Exercise directions —
Please restate each line of the data below exactly. Omit all images.

Records for this exercise —
=-=-=
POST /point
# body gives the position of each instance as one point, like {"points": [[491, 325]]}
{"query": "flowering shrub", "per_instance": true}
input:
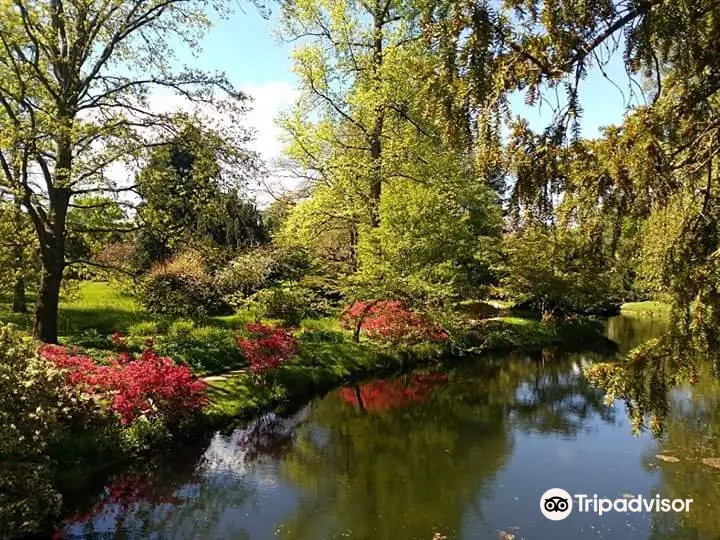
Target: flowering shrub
{"points": [[384, 395], [149, 385], [267, 348], [391, 321]]}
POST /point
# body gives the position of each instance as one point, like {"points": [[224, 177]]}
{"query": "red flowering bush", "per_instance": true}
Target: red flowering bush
{"points": [[267, 348], [384, 395], [391, 321], [149, 385], [118, 339]]}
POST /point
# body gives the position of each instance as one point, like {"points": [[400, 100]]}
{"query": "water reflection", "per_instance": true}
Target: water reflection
{"points": [[463, 453]]}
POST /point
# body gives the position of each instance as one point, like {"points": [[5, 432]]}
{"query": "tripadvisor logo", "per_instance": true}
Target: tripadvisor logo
{"points": [[557, 504]]}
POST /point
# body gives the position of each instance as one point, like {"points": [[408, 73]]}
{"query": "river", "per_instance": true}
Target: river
{"points": [[461, 453]]}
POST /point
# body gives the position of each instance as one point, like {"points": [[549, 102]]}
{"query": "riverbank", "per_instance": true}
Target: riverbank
{"points": [[326, 359]]}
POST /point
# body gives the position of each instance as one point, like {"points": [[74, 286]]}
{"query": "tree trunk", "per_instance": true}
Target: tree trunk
{"points": [[19, 299], [46, 311], [377, 130]]}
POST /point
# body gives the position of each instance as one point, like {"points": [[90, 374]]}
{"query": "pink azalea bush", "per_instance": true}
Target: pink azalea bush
{"points": [[147, 386]]}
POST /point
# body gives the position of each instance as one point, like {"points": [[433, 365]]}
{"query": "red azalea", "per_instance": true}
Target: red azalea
{"points": [[391, 321], [149, 385]]}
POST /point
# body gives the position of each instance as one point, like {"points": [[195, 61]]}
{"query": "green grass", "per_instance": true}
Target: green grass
{"points": [[99, 306], [319, 366], [645, 308]]}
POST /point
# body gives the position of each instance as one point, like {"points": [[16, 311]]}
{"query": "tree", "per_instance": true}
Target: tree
{"points": [[393, 200], [18, 253], [190, 195], [76, 84]]}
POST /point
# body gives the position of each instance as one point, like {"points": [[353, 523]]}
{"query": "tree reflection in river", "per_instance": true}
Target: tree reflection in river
{"points": [[188, 495], [692, 434], [416, 460]]}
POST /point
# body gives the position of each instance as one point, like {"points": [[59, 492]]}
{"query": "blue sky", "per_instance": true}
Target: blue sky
{"points": [[245, 48]]}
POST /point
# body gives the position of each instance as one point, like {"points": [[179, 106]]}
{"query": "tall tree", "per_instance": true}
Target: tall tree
{"points": [[367, 134], [76, 83], [191, 194]]}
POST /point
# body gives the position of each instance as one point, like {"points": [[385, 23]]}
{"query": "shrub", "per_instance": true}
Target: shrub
{"points": [[148, 386], [267, 348], [391, 321], [291, 304], [182, 287], [30, 397], [247, 273], [181, 328]]}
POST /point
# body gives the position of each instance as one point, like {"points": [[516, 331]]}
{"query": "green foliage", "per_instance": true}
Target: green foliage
{"points": [[190, 198], [30, 411], [292, 304], [182, 287], [552, 271], [207, 349], [246, 274]]}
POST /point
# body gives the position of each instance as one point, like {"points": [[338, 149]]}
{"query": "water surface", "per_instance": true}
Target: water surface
{"points": [[461, 453]]}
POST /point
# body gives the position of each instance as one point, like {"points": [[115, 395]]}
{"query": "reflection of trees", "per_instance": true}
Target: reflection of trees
{"points": [[190, 495], [692, 433], [398, 458], [388, 394], [376, 466], [558, 398]]}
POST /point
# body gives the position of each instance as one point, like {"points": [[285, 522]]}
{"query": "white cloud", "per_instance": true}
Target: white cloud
{"points": [[269, 100]]}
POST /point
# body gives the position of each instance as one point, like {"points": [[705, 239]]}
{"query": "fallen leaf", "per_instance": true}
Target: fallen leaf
{"points": [[712, 462]]}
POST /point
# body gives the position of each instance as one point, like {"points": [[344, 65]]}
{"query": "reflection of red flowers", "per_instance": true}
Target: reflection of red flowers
{"points": [[391, 321], [149, 385], [379, 396], [267, 348], [122, 494]]}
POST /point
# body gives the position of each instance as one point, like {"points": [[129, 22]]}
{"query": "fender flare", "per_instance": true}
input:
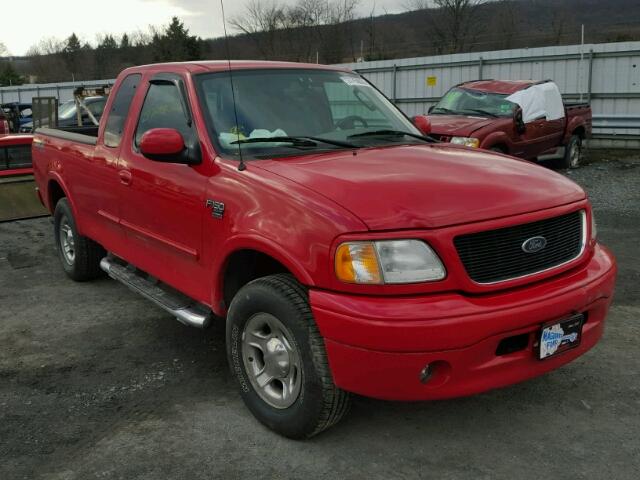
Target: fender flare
{"points": [[572, 126], [56, 177], [259, 244]]}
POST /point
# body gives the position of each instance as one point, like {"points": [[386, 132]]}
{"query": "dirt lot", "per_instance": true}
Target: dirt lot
{"points": [[96, 382]]}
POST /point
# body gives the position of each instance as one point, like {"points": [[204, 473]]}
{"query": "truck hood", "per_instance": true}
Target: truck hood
{"points": [[427, 186], [457, 125]]}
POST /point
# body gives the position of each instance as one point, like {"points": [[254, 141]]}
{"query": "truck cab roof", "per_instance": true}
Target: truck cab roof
{"points": [[505, 87], [195, 67]]}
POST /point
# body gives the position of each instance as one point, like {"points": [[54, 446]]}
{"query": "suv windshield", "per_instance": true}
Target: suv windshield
{"points": [[296, 110], [461, 101]]}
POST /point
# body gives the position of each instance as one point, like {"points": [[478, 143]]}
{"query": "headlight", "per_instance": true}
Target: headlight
{"points": [[388, 261], [466, 141]]}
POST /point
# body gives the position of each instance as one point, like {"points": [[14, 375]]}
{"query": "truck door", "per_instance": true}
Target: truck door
{"points": [[162, 204], [98, 181]]}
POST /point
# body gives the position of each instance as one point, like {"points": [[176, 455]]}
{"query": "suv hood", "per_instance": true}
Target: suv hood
{"points": [[457, 125], [427, 186]]}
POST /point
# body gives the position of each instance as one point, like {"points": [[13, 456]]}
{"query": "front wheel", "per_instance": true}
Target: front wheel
{"points": [[278, 357]]}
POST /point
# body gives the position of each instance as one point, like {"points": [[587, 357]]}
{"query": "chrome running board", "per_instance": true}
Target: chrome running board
{"points": [[185, 309]]}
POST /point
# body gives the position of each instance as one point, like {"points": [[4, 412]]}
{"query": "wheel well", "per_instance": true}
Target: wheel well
{"points": [[55, 194], [244, 266]]}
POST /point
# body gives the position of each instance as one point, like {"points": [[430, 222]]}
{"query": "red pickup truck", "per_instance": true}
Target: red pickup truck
{"points": [[345, 251], [525, 119]]}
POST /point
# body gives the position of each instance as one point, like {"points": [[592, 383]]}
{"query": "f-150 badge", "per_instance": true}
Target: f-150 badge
{"points": [[217, 208]]}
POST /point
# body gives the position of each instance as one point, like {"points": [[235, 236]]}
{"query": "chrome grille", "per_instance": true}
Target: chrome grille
{"points": [[498, 255]]}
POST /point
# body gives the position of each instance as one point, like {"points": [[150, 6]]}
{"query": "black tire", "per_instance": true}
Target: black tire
{"points": [[319, 404], [573, 153], [84, 265]]}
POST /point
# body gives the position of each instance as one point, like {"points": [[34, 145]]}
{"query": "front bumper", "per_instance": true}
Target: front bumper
{"points": [[378, 346]]}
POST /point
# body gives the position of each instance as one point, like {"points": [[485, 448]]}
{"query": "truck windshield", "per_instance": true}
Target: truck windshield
{"points": [[461, 101], [298, 110]]}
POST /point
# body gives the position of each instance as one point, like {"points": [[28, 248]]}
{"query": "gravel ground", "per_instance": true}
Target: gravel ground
{"points": [[97, 383]]}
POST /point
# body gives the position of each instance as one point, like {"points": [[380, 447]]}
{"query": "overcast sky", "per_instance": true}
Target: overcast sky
{"points": [[58, 18]]}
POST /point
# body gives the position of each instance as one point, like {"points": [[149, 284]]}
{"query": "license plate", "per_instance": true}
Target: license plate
=-=-=
Completed exercise —
POST /point
# body gives the position of each instance as one point, like {"points": [[491, 325]]}
{"query": "flowering shrub", "per_instance": true}
input:
Target: flowering shrub
{"points": [[384, 395], [149, 385], [267, 348], [391, 321]]}
POST /point
# body gives the position of each instance as one point, like {"points": [[224, 177]]}
{"query": "red flowering bush", "per_instance": true}
Target: red flowering bush
{"points": [[267, 348], [384, 395], [391, 321], [149, 385], [118, 339]]}
POST /point
# body gives the position of each instance as one point, like {"points": [[400, 100]]}
{"query": "water reflection", "per_instance": true}
Target: water reflection
{"points": [[463, 453]]}
POST /point
# body gives the position of each instance as one point, like {"points": [[5, 432]]}
{"query": "tripadvisor logo", "per_instance": true}
Target: tripadvisor logo
{"points": [[557, 504]]}
POST /point
# body gives the position of each instance as one point, like {"points": [[408, 73]]}
{"query": "river", "per_instance": true}
Target: river
{"points": [[461, 453]]}
POST /point
# body gives the position of each instance as one point, like {"points": [[549, 102]]}
{"query": "riverbank", "per_instance": true}
Target: riverbank
{"points": [[326, 359]]}
POST /point
# body gives the position of each instance as one point, like {"points": [[74, 286]]}
{"query": "tree trunk", "per_instance": true}
Target: tree trunk
{"points": [[19, 299], [46, 311], [377, 130]]}
POST /point
# body gives the position of each instance as one point, like {"points": [[90, 374]]}
{"query": "pink azalea bush", "per_instance": true}
Target: pink azalea bush
{"points": [[147, 386]]}
POST /point
# body gives the position of each instance as one point, like {"points": [[433, 365]]}
{"query": "red azalea", "per_instance": true}
Target: red azalea
{"points": [[391, 321], [149, 385]]}
POST /point
# body gives the position of each instance as one point, like {"points": [[195, 61]]}
{"query": "green grass", "per_instance": true}
Target: green grass
{"points": [[99, 306], [319, 366], [645, 308]]}
POST /point
# body gives the position of each instance as one point, like {"points": [[16, 311]]}
{"query": "tree", "per_instance": true}
Target: tree
{"points": [[393, 200], [18, 253], [190, 195], [76, 84]]}
POST /point
# body gives the position of each instance as one point, like {"points": [[353, 523]]}
{"query": "tree reflection in river", "per_instance": true}
Target: tree reflection in river
{"points": [[188, 495], [692, 434], [416, 460]]}
POST /point
# body gives the position of each instance as one point, like {"points": [[59, 492]]}
{"query": "blue sky", "per_instance": true}
Target: blue sky
{"points": [[245, 48]]}
POST /point
# body gives the position of each instance as one point, like {"points": [[179, 106]]}
{"query": "tall tree", "per_instance": true}
Target: tall tree
{"points": [[367, 134], [76, 83], [191, 194]]}
POST /point
# body gives the position of each instance as one point, like {"points": [[385, 23]]}
{"query": "shrub", "per_instance": true}
Target: shrub
{"points": [[148, 386], [267, 348], [391, 321], [291, 304], [182, 287], [30, 397], [247, 273], [181, 328]]}
POST /point
# body gives the position of each instance as one point, like {"points": [[516, 331]]}
{"query": "green foliage", "per_instance": true}
Target: green foliage
{"points": [[190, 198], [30, 411], [292, 304], [182, 287], [552, 271], [207, 349], [246, 274]]}
POST /point
# body gives the position of each instance as one point, like {"points": [[338, 149]]}
{"query": "water surface", "per_instance": true}
Target: water surface
{"points": [[461, 453]]}
POST /point
# body gives the position of each instance as one point, like {"points": [[115, 395]]}
{"query": "reflection of trees", "per_instance": true}
Target: reflection of trees
{"points": [[190, 495], [692, 433], [398, 458], [388, 394], [376, 466], [558, 398]]}
POST /point
# body gives the position of each instance as one point, like {"points": [[285, 522]]}
{"query": "white cloud", "per_instance": true}
Target: white cloud
{"points": [[269, 100]]}
POST /point
# body gives the position of each instance as one point, like {"points": [[705, 239]]}
{"query": "fallen leaf", "per_instance": true}
Target: fallen leaf
{"points": [[712, 462]]}
POST /point
# body gives the position of each instance as one point, like {"points": [[344, 65]]}
{"query": "reflection of red flowers", "per_instance": true}
Target: reflection of red flowers
{"points": [[391, 321], [149, 385], [379, 396], [267, 348], [122, 494]]}
POST /point
# body gives the position of each instance as one point, like {"points": [[129, 22]]}
{"query": "fender flare", "per_instance": true}
input:
Target: fender flare
{"points": [[572, 126], [56, 177], [259, 244]]}
POST /point
# body gives the position of each instance as one point, like {"points": [[386, 132]]}
{"query": "dirt lot", "per_instance": true}
Target: dirt lot
{"points": [[96, 382]]}
POST /point
# body gives the position of each instance as one point, like {"points": [[204, 473]]}
{"query": "truck hood", "per_instance": true}
Target: truck hood
{"points": [[427, 186], [457, 125]]}
POST /point
# body gives the position of each instance as one point, like {"points": [[254, 141]]}
{"query": "truck cab roof", "per_instance": true}
Target: truck cab roof
{"points": [[505, 87], [195, 67]]}
POST /point
# body gives the position of each instance as one point, like {"points": [[54, 446]]}
{"query": "suv windshield", "per_instance": true}
Target: suv windshield
{"points": [[296, 110], [461, 101]]}
POST /point
# body gives the position of each instance as one point, like {"points": [[478, 143]]}
{"query": "headlight", "per_instance": true}
Target: headlight
{"points": [[388, 261], [466, 141]]}
POST /point
# body gives the position of each instance as one point, like {"points": [[14, 375]]}
{"query": "truck door", "per_instance": true}
Target: truck door
{"points": [[162, 204], [98, 181]]}
POST /point
# body gives the position of each instance as one point, like {"points": [[176, 455]]}
{"query": "suv hood", "per_instance": true}
Target: suv hood
{"points": [[457, 125], [427, 186]]}
POST /point
# body gives the position of each instance as one point, like {"points": [[13, 456]]}
{"query": "front wheel", "per_instance": true}
Target: front wheel
{"points": [[278, 357]]}
POST /point
# body gives the position of each instance as one point, like {"points": [[587, 357]]}
{"query": "chrome running board", "per_instance": true}
Target: chrome running board
{"points": [[185, 309]]}
POST /point
# body gives the position of each instance as one point, like {"points": [[4, 412]]}
{"query": "wheel well", "per_instance": true}
Target: wheel well
{"points": [[55, 194], [244, 266]]}
POST /point
# body gives the position of each instance as one point, like {"points": [[430, 222]]}
{"query": "red pickup truck", "per_instance": true}
Target: red pickup truck
{"points": [[345, 251], [525, 119]]}
POST /point
# body gives the position of each instance as one point, like {"points": [[592, 383]]}
{"query": "f-150 badge", "per_instance": true}
Target: f-150 badge
{"points": [[217, 208]]}
POST /point
# body gives the position of each instance as one point, like {"points": [[235, 236]]}
{"query": "chrome grille", "per_instance": true}
Target: chrome grille
{"points": [[498, 255]]}
POST /point
# body gives the position of each instance as one point, like {"points": [[150, 6]]}
{"query": "black tire", "per_instance": true}
Target: black tire
{"points": [[319, 404], [573, 153], [84, 265]]}
POST /point
# body gives the position of each instance as one point, like {"points": [[34, 145]]}
{"query": "front bumper", "per_instance": true}
Target: front bumper
{"points": [[378, 346]]}
POST /point
# body gives the position of each instance as one point, like {"points": [[485, 448]]}
{"query": "truck windshield", "per_instance": true}
Target: truck windshield
{"points": [[461, 101], [298, 110]]}
POST /point
# body gives the position of each instance as one point, like {"points": [[28, 248]]}
{"query": "gravel ground", "per_instance": true}
Target: gravel ground
{"points": [[97, 383]]}
POST /point
# body gives the position of each instance as one point, like {"points": [[380, 447]]}
{"query": "overcast sky", "per_instance": true}
Target: overcast sky
{"points": [[58, 18]]}
POST /point
# body gives the position of each instance as one point, like {"points": [[149, 284]]}
{"query": "license plate", "per_instance": true}
Target: license plate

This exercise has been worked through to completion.